Pointing dataset excerpts
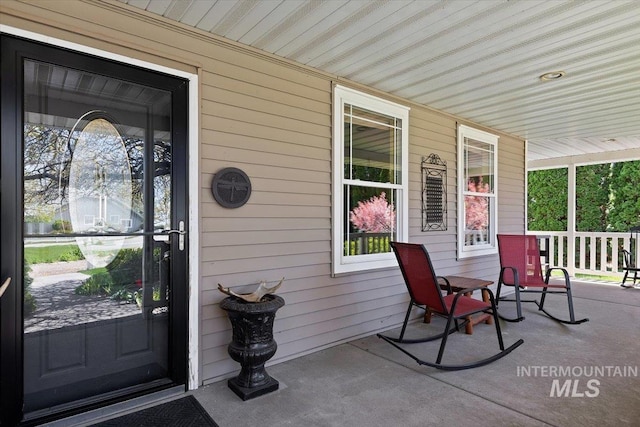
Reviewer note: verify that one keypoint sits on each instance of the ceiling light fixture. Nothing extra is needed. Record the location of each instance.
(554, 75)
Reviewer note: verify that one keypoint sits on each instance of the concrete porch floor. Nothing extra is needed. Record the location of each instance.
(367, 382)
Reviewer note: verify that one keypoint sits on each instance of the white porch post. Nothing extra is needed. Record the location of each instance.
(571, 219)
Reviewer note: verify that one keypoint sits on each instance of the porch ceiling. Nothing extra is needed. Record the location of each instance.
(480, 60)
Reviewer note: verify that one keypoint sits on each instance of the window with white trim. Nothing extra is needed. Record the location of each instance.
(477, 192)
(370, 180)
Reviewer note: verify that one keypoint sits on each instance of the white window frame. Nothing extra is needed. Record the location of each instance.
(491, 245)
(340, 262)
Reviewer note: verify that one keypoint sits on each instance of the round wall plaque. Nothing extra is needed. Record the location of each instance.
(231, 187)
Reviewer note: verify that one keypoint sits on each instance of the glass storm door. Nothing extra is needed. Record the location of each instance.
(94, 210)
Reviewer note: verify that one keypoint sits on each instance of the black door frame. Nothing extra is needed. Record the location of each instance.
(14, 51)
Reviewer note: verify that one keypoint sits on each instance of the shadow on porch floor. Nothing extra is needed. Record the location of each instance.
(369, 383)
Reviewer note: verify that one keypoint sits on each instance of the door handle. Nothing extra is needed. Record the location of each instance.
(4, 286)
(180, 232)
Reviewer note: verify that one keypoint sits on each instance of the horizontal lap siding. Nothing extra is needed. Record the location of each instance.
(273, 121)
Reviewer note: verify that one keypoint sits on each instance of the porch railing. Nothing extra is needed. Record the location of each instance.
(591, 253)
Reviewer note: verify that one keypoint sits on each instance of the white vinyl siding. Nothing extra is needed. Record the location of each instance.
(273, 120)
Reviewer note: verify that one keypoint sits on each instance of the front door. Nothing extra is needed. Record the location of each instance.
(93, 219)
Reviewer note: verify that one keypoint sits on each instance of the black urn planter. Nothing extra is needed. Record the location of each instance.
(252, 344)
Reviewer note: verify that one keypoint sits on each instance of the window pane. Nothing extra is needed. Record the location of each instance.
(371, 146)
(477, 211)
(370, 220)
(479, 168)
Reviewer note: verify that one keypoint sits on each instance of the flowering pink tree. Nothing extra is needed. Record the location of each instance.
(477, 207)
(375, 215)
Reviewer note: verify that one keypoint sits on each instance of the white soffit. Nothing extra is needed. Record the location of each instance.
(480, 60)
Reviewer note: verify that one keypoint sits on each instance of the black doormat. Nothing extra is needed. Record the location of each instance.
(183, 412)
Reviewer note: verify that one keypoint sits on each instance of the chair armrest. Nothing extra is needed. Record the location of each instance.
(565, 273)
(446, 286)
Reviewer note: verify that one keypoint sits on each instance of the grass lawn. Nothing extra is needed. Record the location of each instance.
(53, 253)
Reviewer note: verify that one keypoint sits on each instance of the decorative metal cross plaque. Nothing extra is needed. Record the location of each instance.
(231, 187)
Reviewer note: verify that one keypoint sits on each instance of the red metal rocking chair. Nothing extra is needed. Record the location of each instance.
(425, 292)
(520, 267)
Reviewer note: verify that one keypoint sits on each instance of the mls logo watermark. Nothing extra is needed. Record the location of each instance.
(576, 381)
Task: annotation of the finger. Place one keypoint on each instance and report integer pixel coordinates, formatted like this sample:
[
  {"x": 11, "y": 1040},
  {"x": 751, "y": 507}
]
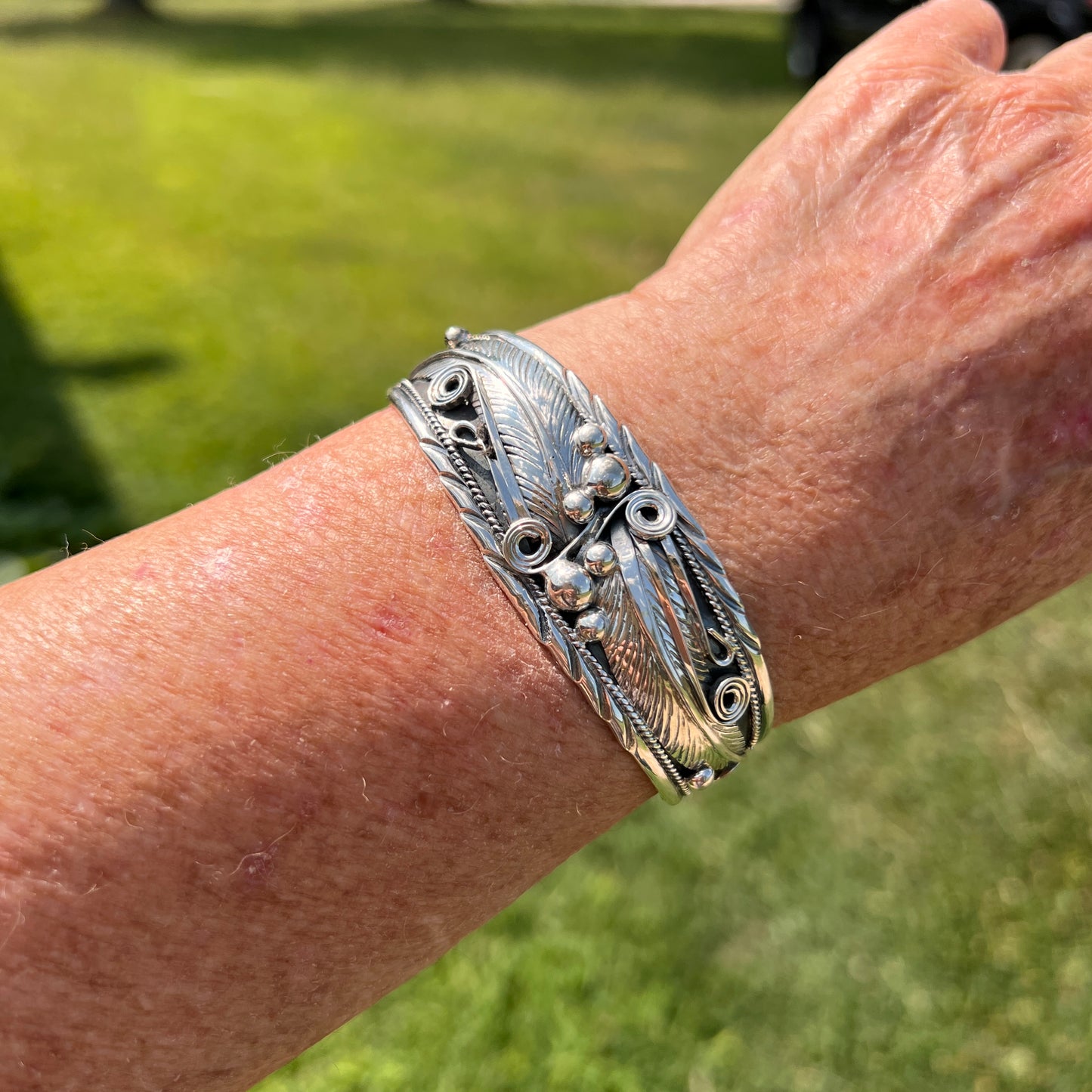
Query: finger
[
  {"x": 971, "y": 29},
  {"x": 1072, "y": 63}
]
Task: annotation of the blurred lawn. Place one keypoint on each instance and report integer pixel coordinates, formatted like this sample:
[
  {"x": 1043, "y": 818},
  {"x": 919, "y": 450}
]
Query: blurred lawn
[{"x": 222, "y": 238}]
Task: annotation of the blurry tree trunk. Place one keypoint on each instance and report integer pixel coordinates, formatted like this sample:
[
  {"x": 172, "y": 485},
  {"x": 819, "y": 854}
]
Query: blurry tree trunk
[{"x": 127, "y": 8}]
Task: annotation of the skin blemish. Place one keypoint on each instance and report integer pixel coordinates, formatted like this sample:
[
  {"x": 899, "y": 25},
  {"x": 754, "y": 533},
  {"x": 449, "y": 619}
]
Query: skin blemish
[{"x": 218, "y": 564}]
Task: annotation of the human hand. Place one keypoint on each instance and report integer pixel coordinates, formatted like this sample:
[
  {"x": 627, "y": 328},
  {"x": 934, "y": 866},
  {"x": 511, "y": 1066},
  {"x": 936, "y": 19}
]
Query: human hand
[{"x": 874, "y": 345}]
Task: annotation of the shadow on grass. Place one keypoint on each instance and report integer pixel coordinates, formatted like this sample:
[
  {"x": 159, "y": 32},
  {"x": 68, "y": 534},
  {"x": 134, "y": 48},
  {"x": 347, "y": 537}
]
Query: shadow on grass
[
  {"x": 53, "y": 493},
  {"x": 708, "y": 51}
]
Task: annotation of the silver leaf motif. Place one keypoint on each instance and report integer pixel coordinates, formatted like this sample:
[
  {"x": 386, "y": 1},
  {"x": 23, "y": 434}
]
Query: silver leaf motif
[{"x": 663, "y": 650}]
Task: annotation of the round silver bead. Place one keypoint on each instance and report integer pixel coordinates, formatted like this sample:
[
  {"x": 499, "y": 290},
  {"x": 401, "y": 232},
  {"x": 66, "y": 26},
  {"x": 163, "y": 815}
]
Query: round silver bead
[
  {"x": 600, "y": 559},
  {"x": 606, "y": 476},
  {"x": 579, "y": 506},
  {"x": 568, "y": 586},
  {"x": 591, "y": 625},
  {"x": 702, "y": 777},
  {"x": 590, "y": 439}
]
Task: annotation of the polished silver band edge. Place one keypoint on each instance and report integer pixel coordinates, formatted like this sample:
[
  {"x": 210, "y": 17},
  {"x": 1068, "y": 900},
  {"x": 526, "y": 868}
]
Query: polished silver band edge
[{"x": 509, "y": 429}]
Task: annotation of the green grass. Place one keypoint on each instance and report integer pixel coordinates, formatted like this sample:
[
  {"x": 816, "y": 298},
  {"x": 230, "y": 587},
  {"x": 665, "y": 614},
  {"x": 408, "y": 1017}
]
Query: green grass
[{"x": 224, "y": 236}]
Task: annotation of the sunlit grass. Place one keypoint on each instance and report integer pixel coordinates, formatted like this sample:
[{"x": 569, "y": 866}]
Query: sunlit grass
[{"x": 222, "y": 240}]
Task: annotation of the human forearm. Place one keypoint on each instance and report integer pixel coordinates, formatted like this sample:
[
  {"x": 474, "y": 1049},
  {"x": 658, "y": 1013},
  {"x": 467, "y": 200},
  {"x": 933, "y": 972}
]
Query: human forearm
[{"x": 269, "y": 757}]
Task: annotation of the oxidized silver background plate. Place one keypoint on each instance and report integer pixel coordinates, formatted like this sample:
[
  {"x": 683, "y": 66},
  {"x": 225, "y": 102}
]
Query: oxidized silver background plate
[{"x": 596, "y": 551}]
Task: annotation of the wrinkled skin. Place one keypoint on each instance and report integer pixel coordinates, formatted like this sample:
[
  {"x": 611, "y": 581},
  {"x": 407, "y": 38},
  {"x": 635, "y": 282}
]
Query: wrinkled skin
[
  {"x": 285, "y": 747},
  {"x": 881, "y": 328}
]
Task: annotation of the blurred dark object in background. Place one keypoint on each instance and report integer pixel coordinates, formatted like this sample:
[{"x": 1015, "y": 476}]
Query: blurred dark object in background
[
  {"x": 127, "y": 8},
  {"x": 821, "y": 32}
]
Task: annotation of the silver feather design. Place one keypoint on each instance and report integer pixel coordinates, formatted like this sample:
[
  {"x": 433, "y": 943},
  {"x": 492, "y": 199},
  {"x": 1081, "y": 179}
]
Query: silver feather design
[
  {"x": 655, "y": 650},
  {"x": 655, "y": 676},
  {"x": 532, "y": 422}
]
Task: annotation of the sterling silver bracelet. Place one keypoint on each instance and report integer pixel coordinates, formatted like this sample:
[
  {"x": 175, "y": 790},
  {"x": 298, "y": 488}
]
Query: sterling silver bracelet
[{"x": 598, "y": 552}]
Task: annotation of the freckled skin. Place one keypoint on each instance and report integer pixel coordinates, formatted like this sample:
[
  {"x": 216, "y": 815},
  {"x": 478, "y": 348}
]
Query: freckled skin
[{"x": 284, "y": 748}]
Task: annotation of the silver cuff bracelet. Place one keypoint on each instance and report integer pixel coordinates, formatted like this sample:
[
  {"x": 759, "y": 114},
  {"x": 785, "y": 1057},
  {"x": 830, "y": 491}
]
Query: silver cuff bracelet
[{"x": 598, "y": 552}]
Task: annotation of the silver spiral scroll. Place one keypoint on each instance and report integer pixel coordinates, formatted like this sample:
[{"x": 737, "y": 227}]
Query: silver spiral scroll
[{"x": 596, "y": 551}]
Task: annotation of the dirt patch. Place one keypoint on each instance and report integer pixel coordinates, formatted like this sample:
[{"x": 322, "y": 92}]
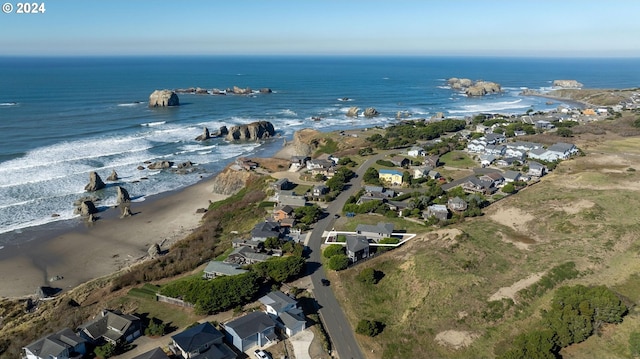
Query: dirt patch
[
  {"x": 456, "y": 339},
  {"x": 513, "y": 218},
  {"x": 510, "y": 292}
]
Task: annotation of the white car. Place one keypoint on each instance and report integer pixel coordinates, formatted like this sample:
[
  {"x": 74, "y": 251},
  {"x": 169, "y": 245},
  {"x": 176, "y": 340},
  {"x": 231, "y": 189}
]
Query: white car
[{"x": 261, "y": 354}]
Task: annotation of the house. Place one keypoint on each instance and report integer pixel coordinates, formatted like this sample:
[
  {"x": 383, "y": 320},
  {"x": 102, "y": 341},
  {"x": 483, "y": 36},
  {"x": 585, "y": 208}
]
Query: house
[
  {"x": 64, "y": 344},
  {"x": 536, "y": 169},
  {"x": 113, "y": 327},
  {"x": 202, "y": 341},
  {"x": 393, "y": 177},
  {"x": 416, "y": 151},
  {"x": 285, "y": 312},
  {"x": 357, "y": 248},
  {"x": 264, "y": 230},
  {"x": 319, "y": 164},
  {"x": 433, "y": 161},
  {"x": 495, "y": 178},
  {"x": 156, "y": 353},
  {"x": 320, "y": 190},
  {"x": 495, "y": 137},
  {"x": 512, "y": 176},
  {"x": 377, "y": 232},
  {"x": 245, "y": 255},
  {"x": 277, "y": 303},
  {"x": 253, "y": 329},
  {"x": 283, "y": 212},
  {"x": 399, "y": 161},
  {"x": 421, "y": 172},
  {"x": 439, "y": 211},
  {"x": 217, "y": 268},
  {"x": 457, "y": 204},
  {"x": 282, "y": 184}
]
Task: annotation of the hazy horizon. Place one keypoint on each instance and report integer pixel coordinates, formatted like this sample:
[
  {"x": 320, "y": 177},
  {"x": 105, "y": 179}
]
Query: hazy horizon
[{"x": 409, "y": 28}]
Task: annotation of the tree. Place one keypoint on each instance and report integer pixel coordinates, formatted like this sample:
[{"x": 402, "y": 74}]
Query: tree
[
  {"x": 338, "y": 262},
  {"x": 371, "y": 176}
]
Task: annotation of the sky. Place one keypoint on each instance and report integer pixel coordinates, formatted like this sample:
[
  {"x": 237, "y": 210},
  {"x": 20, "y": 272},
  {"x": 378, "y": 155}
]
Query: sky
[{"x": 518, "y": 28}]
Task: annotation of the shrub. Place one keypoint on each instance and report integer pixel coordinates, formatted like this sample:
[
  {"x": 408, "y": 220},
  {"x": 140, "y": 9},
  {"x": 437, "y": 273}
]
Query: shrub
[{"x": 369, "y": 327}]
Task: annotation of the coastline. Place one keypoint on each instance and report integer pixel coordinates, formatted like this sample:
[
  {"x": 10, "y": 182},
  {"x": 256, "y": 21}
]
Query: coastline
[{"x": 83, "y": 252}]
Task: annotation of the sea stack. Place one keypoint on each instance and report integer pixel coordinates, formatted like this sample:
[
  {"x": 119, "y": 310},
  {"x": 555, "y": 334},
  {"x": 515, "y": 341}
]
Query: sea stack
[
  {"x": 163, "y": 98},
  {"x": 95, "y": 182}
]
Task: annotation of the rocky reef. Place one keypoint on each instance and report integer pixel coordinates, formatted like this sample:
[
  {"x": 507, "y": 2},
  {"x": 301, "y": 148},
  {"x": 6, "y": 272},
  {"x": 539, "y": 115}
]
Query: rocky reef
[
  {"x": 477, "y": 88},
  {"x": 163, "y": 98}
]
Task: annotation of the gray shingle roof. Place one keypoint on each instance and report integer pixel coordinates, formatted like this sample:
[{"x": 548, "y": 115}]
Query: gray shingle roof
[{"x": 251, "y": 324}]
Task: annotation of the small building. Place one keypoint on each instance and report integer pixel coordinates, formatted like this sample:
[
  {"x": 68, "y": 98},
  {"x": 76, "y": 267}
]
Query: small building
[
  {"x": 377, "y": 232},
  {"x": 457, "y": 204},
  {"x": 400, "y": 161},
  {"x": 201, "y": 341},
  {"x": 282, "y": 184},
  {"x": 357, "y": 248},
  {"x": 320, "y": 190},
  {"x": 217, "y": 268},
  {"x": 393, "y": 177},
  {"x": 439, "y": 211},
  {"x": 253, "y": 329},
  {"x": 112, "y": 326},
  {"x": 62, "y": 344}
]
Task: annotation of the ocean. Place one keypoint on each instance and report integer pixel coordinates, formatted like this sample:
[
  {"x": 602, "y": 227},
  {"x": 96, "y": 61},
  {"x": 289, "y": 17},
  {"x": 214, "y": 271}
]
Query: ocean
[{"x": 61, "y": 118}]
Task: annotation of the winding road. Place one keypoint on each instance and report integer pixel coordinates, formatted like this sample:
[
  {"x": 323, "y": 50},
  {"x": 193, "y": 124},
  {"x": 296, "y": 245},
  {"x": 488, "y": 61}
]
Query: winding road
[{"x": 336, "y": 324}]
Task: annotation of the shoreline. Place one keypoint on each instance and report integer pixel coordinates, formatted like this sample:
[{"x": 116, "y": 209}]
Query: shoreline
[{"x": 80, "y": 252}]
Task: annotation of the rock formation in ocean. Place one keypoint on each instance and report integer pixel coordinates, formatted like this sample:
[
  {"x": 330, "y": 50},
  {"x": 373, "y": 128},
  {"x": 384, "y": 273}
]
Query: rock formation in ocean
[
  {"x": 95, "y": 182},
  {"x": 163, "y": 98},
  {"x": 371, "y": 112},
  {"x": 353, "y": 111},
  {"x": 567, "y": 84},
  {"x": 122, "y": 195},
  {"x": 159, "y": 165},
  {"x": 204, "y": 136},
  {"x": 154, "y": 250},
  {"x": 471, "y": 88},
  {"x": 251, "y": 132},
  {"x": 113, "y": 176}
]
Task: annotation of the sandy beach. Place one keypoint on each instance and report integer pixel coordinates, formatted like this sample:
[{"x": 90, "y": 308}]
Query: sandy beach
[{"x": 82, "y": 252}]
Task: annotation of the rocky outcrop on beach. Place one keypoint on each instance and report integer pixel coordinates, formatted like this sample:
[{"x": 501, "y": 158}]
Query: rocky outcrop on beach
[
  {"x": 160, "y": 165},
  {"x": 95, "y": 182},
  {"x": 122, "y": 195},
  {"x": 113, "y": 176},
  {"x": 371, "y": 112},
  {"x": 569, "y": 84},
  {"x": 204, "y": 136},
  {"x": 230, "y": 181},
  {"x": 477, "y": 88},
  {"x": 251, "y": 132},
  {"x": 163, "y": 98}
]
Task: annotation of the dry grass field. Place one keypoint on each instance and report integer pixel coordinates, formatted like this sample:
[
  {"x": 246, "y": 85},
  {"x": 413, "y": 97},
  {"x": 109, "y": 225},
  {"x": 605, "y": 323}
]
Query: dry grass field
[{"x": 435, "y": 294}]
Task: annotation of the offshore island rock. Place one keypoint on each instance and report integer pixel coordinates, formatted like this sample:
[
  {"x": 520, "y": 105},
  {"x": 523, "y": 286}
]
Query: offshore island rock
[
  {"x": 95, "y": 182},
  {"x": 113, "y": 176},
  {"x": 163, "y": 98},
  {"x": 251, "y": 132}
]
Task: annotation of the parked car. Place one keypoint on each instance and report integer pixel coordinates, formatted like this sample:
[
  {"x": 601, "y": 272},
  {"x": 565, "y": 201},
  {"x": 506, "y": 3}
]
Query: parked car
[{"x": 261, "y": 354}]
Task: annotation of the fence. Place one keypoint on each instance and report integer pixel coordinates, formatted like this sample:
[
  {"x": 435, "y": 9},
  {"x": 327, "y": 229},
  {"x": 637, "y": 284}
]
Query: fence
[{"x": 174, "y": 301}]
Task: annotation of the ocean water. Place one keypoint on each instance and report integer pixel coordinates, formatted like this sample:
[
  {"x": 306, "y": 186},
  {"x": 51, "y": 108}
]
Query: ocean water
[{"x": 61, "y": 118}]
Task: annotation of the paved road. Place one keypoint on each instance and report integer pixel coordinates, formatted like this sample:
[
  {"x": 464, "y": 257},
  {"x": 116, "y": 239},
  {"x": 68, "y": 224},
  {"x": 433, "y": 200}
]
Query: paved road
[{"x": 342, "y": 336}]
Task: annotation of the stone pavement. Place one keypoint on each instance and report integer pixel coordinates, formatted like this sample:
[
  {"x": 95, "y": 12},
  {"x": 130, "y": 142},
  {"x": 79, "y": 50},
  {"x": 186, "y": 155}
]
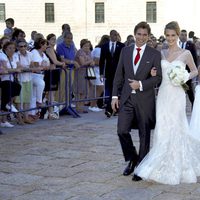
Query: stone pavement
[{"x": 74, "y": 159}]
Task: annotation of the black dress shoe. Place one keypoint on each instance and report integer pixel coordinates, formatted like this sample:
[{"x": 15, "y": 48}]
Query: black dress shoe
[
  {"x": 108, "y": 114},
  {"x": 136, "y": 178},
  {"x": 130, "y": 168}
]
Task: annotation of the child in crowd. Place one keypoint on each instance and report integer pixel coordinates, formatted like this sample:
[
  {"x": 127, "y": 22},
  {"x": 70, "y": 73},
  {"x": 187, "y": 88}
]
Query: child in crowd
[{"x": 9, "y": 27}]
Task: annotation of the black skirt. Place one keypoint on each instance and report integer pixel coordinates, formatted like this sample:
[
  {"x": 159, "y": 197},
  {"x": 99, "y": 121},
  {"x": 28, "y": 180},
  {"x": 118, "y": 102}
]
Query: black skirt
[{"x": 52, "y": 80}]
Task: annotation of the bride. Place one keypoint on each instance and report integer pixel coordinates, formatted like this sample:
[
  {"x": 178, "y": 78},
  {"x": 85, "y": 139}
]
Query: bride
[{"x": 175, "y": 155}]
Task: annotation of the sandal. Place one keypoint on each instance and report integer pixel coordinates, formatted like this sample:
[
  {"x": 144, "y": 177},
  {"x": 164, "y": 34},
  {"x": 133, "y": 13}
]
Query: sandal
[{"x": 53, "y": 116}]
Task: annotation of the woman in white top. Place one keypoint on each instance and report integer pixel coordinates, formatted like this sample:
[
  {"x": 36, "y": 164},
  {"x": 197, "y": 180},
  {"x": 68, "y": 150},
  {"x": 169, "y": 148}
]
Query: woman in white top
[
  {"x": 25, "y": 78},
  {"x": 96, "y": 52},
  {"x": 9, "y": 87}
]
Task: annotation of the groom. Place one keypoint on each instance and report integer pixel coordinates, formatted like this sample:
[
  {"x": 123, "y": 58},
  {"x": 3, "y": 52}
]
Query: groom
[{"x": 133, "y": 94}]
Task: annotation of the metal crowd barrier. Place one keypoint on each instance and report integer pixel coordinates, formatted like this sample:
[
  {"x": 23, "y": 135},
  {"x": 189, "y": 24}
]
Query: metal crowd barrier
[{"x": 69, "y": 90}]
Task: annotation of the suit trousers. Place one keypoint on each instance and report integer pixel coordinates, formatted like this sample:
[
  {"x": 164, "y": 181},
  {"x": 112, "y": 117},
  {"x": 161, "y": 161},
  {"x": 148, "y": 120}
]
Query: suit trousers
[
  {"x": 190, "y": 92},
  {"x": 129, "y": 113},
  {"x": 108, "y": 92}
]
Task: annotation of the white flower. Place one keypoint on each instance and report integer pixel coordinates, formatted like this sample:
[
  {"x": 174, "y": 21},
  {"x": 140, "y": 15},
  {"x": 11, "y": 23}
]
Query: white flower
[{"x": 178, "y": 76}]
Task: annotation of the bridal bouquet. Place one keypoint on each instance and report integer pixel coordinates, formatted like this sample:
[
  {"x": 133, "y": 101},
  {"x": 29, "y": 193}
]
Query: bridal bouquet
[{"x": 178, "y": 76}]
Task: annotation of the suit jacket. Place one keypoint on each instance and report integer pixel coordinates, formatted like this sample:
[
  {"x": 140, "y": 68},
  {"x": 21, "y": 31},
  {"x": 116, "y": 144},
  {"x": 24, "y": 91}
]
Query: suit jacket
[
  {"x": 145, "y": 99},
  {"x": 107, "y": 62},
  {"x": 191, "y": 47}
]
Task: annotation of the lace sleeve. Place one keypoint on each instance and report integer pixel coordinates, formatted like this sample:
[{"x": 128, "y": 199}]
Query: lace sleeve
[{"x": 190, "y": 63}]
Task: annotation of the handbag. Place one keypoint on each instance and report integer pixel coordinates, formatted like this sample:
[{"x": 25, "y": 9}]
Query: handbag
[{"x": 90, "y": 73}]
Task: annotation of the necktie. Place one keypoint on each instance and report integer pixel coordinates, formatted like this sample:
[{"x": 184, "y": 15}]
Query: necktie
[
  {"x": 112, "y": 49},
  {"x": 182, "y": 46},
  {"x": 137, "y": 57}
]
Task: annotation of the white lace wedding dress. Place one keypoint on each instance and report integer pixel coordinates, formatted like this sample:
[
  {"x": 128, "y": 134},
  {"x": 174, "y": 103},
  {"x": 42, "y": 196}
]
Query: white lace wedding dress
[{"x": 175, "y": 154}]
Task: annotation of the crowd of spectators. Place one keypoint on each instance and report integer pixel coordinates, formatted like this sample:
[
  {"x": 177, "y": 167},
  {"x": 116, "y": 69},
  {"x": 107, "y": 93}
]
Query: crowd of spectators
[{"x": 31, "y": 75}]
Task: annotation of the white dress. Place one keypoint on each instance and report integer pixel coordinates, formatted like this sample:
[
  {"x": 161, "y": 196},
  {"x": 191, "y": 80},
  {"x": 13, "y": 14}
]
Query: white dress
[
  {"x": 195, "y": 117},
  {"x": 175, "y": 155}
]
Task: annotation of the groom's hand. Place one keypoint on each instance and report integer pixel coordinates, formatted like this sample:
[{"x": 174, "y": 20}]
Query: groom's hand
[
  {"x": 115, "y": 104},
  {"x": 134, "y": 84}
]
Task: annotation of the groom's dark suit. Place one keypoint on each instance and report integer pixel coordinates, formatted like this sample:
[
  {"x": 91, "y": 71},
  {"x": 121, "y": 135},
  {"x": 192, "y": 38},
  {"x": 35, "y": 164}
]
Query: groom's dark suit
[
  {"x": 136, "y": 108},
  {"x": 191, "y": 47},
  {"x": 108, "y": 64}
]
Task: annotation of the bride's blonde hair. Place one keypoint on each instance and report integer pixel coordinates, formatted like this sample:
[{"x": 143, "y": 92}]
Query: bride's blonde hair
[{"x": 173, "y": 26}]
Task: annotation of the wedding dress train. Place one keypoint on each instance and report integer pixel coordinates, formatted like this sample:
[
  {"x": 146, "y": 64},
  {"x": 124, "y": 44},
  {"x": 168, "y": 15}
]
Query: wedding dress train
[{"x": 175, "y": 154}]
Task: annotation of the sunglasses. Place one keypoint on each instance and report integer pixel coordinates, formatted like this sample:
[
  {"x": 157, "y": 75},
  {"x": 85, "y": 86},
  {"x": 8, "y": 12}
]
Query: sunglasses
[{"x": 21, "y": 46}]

(Instructions to follow):
Return the line that contains "Task: annotation of the wedding" and all lines after it, verbatim, and nothing else.

(Result for this exercise):
Task: annotation of the wedding dress train. Place one keypoint on each instance and report integer pixel coordinates, formatted like this sample:
[
  {"x": 146, "y": 64},
  {"x": 124, "y": 44},
  {"x": 168, "y": 15}
]
Query: wedding dress train
[{"x": 175, "y": 154}]
Task: annotation of the sunglasses. Place one keypoint on each instance and report integer pixel coordinates, formatted like this sample:
[
  {"x": 157, "y": 75},
  {"x": 85, "y": 86},
  {"x": 8, "y": 12}
]
Query: sunglasses
[{"x": 21, "y": 46}]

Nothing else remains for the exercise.